• _What is required_: Locate every line in the entries below that contains the string "clicks" and copy each such line in full. Treat the match as case-sensitive.

[Stored data]
╔══

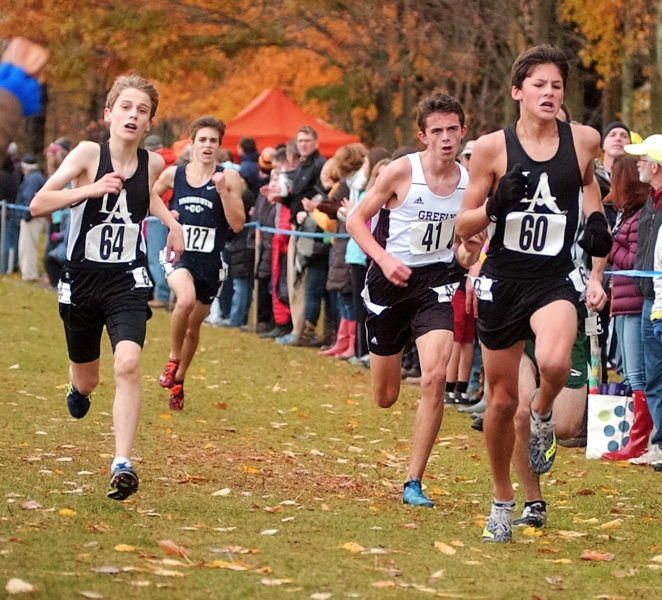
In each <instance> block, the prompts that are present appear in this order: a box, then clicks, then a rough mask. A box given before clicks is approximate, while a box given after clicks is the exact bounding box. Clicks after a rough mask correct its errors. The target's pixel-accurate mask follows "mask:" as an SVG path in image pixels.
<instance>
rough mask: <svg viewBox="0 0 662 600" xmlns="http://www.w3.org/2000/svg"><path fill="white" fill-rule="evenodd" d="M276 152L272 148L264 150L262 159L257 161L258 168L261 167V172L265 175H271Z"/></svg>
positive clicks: (260, 158)
mask: <svg viewBox="0 0 662 600" xmlns="http://www.w3.org/2000/svg"><path fill="white" fill-rule="evenodd" d="M274 152H275V150H274V149H273V148H271V147H267V148H265V149H264V150H262V153H261V154H260V157H259V158H258V159H257V166H258V167H260V171H262V172H263V173H267V174H268V173H271V169H272V168H273V165H272V164H271V159H272V158H273V155H274Z"/></svg>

╚══

• _Exercise response_:
In each <instance> block, the prompts that are present appear in this order: a box, then clicks, then a rough mask. A box given before clicks is approximate, while a box given after clicks is the exact bounding box. Clicks after a rough mask correct its errors. The target's pixel-accurate mask follows "mask:" as an SVG path in image pixels.
positive clicks: (260, 158)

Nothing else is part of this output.